> WHAT IS REQUIRED
The answer must be an exact transcription of every record.

[Records drawn from a dataset]

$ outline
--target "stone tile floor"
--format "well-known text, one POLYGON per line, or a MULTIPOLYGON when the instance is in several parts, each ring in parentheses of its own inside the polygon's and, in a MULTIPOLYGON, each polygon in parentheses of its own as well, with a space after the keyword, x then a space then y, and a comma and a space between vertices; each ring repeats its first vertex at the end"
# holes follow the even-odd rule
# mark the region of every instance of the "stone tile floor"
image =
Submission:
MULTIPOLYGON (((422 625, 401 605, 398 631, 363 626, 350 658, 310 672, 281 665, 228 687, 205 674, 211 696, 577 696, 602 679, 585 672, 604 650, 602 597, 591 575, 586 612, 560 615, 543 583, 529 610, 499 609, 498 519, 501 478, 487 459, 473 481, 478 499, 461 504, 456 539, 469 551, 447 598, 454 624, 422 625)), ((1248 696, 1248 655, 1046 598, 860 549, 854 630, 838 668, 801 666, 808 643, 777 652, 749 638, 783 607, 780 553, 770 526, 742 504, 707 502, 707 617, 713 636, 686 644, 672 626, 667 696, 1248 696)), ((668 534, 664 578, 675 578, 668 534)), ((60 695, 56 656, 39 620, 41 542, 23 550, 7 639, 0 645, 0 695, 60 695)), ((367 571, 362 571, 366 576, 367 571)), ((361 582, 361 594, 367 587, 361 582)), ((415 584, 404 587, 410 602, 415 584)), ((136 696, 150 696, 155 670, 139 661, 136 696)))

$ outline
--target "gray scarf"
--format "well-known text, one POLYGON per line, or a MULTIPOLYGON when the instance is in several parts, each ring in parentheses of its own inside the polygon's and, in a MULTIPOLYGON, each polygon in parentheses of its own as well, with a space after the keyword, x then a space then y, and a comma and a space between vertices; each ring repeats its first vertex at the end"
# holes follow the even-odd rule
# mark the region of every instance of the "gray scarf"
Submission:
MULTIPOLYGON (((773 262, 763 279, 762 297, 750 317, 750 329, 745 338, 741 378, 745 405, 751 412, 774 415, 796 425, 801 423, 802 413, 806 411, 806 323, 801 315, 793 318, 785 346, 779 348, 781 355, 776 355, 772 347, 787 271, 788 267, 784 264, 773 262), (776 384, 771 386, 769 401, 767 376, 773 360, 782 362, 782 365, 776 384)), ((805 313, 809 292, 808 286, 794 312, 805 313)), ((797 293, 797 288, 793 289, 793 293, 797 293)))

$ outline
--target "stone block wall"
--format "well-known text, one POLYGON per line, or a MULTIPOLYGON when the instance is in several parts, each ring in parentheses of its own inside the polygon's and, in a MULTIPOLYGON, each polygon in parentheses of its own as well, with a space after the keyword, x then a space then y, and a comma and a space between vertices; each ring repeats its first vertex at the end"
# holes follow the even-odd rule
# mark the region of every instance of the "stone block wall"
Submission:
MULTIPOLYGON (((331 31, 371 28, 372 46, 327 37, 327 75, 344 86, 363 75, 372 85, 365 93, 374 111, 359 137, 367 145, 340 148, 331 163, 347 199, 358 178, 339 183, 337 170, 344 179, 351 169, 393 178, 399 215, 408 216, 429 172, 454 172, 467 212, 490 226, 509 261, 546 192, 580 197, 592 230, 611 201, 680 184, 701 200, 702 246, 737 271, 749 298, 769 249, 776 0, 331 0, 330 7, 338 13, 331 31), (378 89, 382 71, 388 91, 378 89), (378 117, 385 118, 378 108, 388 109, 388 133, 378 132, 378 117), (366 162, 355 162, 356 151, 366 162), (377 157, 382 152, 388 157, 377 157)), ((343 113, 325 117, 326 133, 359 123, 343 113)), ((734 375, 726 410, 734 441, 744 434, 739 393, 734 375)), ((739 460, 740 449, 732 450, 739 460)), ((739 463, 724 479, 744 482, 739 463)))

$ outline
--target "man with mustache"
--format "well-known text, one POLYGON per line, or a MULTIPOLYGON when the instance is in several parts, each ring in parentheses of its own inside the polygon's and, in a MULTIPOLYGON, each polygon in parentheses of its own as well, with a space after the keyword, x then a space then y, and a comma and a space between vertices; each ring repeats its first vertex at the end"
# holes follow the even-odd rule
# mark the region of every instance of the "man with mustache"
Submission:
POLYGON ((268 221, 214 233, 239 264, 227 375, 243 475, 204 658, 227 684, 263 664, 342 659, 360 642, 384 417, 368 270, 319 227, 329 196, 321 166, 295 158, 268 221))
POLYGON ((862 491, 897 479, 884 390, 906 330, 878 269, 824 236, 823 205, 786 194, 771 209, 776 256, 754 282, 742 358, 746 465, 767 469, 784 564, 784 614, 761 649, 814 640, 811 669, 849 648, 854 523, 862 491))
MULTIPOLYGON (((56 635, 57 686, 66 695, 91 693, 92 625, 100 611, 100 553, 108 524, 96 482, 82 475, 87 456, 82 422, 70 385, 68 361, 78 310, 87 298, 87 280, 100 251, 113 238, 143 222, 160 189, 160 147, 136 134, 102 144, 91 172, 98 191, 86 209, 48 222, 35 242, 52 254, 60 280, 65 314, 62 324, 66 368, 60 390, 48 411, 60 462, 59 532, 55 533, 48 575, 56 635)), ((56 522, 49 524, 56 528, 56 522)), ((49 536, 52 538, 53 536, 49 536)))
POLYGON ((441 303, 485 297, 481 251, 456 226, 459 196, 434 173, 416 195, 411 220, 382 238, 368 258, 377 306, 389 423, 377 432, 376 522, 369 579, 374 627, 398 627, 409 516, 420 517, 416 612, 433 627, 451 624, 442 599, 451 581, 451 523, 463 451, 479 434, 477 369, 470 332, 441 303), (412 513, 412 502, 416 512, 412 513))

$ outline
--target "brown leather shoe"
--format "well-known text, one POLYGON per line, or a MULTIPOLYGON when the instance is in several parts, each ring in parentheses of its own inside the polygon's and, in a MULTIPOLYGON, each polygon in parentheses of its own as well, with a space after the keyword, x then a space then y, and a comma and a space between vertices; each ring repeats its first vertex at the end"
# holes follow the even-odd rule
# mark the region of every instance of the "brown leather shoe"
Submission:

> SOLUTION
$ outline
--target "stone tile floor"
--format "well-known text, one POLYGON per line, or a MULTIPOLYGON when the instance is in several parts, each ring in parentheses of its own inside the polygon's and, in a MULTIPOLYGON, each polygon in parentheses of its own as well, with a space after the keyword, x then a space then y, and a comma and a space between vertices; each ring repeats its first vertex at the end"
# holes follow the even-odd rule
# mark the region of every instance of the "stone tile floor"
image =
Submission:
MULTIPOLYGON (((422 625, 401 605, 398 631, 363 626, 350 658, 310 672, 281 665, 228 687, 205 674, 211 696, 577 696, 602 679, 585 672, 604 650, 602 597, 591 575, 586 612, 560 615, 543 583, 529 610, 499 609, 498 519, 501 478, 487 459, 473 481, 478 499, 461 504, 456 539, 469 551, 447 598, 454 624, 422 625)), ((1248 696, 1248 655, 1046 598, 860 549, 854 630, 838 668, 801 666, 808 643, 777 652, 749 638, 783 607, 780 553, 770 526, 742 504, 707 502, 707 617, 713 636, 686 644, 672 626, 667 696, 1248 696)), ((668 534, 664 578, 675 578, 668 534)), ((60 695, 56 656, 39 620, 41 542, 23 550, 7 639, 0 645, 0 695, 60 695)), ((367 571, 362 571, 366 576, 367 571)), ((361 582, 361 594, 367 587, 361 582)), ((415 584, 404 587, 410 602, 415 584)), ((136 696, 150 696, 155 670, 139 661, 136 696)))

$ outline
--target "gray scarf"
--format "well-known text, one POLYGON per line, or a MULTIPOLYGON when the instance is in several parts, each ring in parentheses of its own inside the polygon's and, in a MULTIPOLYGON, each polygon in parentheses of its own as well, with a space after the keyword, x then a space then y, and a comma and a space between vertices; each ring repeats its first vertex at the end"
# holes follow the even-odd rule
# mark the region of every instance of the "gray scarf"
Submission:
MULTIPOLYGON (((773 262, 763 279, 762 297, 750 317, 750 329, 745 338, 741 378, 745 405, 751 412, 774 415, 796 425, 801 423, 802 413, 806 411, 806 323, 801 315, 793 318, 785 346, 779 348, 781 355, 776 355, 772 347, 787 271, 788 267, 784 264, 773 262), (776 384, 771 386, 769 401, 767 376, 773 360, 782 362, 782 365, 776 384)), ((805 313, 809 292, 808 286, 794 312, 805 313)), ((797 293, 797 288, 793 289, 793 293, 797 293)))

$ outline
--target "stone block wall"
--format "well-known text, one POLYGON per line, or a MULTIPOLYGON when the instance is in several parts, each ring in parentheses of its own inside the polygon's and, in a MULTIPOLYGON, each polygon in parentheses of its own as well, with a space after the keyword, x then a space then y, and a comma and a space between vertices; each ring repeats its first vertex at the end"
# holes follow the even-odd rule
# mark the region of every instance of the "stone block wall"
Submission:
MULTIPOLYGON (((331 31, 371 28, 372 46, 327 37, 327 75, 344 86, 363 75, 372 85, 365 93, 374 111, 359 137, 367 145, 340 148, 331 163, 347 199, 358 178, 339 183, 337 170, 344 179, 351 169, 393 178, 399 215, 408 216, 429 172, 454 172, 467 212, 490 226, 509 261, 546 192, 580 197, 592 230, 611 201, 680 184, 701 200, 702 246, 737 271, 749 298, 769 249, 776 0, 331 0, 330 7, 338 13, 331 31), (378 89, 382 71, 388 91, 378 89), (378 117, 385 118, 378 108, 388 109, 388 133, 378 132, 378 117), (366 162, 355 162, 356 151, 366 162), (377 157, 382 152, 388 157, 377 157)), ((343 113, 325 117, 326 133, 359 123, 343 113)), ((734 375, 726 410, 734 441, 744 434, 739 393, 734 375)), ((739 460, 740 449, 732 450, 739 460)), ((739 463, 724 479, 744 482, 739 463)))

$ outline
--target "man with mustache"
--format "well-known text, one POLYGON per line, or a MULTIPOLYGON when the instance is in several parts, each ring in parentheses of its own inside the polygon's and, in a MULTIPOLYGON, each polygon in parentheses of its own as well, with a space after the keyword, x then a space then y, and a comma and a space between vertices; each ring repeats its first vertex at the end"
# holes follow the even-odd rule
# mark the region of every instance of the "man with mustache"
Submission:
POLYGON ((268 221, 214 233, 239 264, 227 375, 243 475, 204 658, 227 684, 263 664, 342 659, 360 642, 384 417, 368 270, 319 227, 329 196, 321 166, 295 158, 268 221))
POLYGON ((862 491, 897 479, 884 390, 906 330, 878 269, 824 236, 823 205, 786 194, 771 209, 776 256, 754 282, 742 358, 746 465, 767 469, 784 564, 784 614, 761 649, 814 640, 811 669, 849 648, 854 523, 862 491))
MULTIPOLYGON (((56 635, 57 686, 66 695, 91 693, 92 625, 100 611, 100 553, 108 524, 96 482, 82 475, 87 456, 82 422, 70 385, 68 361, 78 310, 87 298, 87 280, 100 251, 113 238, 143 222, 160 189, 160 147, 136 134, 102 144, 91 172, 98 191, 86 209, 48 222, 35 242, 52 254, 60 280, 65 314, 62 324, 66 368, 60 390, 48 411, 60 462, 59 532, 55 533, 48 575, 56 635)), ((56 522, 49 524, 56 528, 56 522)), ((49 536, 52 538, 53 536, 49 536)))
POLYGON ((441 303, 485 297, 481 251, 456 226, 459 196, 434 173, 416 195, 411 220, 382 238, 368 258, 377 306, 389 423, 377 432, 376 522, 369 579, 374 627, 398 627, 409 516, 420 517, 416 612, 433 627, 451 624, 442 599, 451 581, 451 523, 463 451, 479 434, 477 369, 470 332, 441 303), (412 513, 412 502, 416 512, 412 513))

$ outline
--target "brown leather shoe"
--format "well-known text, one POLYGON per line, or a MULTIPOLYGON when the instance is in several parts, each ring in parentheses of its own inside the polygon's and, in a MULTIPOLYGON, each polygon in parentheses of its own as well, with a space after the keyword, x then a space then y, and a comma and a space between vertices; each ring repeats its first vertex at the end"
# holes follow the even-odd rule
# mark the region of every instance of the "brown leather shoe"
Submission:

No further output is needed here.